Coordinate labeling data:

(begin)

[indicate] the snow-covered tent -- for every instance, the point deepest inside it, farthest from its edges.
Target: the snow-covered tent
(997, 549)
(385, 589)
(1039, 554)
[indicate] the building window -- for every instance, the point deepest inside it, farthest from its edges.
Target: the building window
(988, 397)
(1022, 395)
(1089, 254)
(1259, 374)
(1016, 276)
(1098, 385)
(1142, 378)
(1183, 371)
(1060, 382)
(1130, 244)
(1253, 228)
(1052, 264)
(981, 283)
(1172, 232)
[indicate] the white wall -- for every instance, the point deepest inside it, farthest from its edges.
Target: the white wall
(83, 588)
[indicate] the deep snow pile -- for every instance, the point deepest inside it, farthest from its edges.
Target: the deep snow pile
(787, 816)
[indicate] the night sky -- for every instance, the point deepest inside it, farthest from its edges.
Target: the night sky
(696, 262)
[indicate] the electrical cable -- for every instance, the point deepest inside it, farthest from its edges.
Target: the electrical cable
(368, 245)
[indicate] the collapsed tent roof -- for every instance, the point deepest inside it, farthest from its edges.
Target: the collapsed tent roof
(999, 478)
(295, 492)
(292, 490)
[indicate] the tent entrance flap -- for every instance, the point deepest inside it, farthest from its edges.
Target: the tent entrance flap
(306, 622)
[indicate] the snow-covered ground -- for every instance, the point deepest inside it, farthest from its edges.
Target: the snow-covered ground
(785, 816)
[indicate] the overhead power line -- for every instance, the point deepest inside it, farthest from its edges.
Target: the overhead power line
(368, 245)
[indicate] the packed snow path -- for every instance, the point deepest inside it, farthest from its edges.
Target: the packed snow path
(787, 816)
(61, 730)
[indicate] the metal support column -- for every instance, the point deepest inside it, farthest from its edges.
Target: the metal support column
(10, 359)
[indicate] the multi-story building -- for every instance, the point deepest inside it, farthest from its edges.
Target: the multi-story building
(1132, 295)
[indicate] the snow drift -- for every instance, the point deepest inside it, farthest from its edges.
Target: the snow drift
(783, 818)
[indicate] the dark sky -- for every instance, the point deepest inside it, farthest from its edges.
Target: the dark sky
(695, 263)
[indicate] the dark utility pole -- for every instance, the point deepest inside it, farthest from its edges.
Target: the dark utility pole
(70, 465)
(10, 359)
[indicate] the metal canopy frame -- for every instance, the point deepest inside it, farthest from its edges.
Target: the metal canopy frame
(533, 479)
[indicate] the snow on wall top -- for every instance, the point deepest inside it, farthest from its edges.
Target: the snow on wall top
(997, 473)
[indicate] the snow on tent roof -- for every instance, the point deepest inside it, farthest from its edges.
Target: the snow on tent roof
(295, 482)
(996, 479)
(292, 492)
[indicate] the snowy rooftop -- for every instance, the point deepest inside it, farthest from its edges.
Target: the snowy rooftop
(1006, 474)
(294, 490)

(end)

Directive: Rewrite the stretch of the records from the line containing "[indicate] the dark sky" through the end of the records, keeping every line and shifting each coordinate by adding -144 to both of its numbers.

Written answer:
[indicate] the dark sky -- for every instance, the point deepest inside it, farthest from its edges.
Target: the dark sky
(551, 119)
[indicate] the dark utility pole -- for every instance, the point deepest inside it, farthest from its edges.
Target: the dark utility pole
(-74, 321)
(-134, 215)
[indicate] the metal canopy frame -- for every instance, the point deepest inside it, farthest from its edges.
Target: the metal canopy frame
(389, 335)
[indicate] the snow on wall top -- for every instance, the point deepest inside it, farthest from its edges.
Target: the snow on wall top
(853, 329)
[indicate] the snow on tent roof -- for every instance, the point deepest inside it, farthest from its edges.
Target: the snow on tent roof
(151, 338)
(852, 335)
(148, 348)
[indicate] the snowy rooftop -- for every instance, the point deepest inside it, farthest from its edges.
Target: the snowy rooftop
(862, 330)
(150, 346)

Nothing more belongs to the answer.